# Your instructions
Your answer is a copy of every line in the records where "boat" appears.

# Data for this task
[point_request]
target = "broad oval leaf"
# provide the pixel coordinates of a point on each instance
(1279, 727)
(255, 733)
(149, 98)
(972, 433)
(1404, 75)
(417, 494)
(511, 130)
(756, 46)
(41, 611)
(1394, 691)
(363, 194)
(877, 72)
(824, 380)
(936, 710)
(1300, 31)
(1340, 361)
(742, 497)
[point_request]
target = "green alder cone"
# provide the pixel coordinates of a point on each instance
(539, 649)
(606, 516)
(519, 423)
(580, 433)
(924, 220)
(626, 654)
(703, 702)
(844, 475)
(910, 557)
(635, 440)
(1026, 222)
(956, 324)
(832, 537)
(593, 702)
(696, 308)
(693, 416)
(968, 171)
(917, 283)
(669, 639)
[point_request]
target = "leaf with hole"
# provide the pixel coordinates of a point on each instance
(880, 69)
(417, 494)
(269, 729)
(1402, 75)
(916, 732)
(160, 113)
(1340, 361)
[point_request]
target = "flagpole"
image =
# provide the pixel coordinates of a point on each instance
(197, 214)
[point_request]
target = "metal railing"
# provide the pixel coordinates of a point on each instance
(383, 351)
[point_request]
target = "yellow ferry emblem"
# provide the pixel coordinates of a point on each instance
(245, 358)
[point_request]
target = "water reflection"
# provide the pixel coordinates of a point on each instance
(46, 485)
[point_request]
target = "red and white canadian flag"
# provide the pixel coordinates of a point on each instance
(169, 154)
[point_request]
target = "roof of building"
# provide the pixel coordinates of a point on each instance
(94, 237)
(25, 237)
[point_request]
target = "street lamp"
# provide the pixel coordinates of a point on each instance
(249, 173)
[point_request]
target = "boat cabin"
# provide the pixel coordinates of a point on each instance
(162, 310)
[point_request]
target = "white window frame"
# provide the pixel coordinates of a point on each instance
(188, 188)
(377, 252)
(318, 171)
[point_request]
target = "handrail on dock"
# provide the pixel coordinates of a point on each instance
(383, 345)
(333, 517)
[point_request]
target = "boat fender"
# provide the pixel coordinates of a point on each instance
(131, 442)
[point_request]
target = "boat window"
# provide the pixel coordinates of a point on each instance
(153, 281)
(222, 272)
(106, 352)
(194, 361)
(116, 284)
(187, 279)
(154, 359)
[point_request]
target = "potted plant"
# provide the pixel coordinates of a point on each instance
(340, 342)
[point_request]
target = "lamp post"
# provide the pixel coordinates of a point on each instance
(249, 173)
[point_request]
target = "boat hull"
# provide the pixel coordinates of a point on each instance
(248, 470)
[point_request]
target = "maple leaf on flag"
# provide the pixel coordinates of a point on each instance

# Solution below
target = "boat cabin"
target = "boat fender"
target = "boat window"
target = "boat hull"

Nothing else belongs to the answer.